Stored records
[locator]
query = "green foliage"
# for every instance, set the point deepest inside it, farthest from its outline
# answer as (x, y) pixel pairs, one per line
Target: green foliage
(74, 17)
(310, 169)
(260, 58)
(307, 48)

> [HOW TO COMPLETE THIS TASK]:
Your task is to copy every entry above, exactly as written.

> [WRITTEN ANSWER]:
[locator]
query = "green foliage"
# for every instance, set the point deepest inside it, farthest from its outline
# answer as (x, y) pixel pairs, one per line
Target: green foliage
(74, 17)
(310, 169)
(260, 58)
(307, 48)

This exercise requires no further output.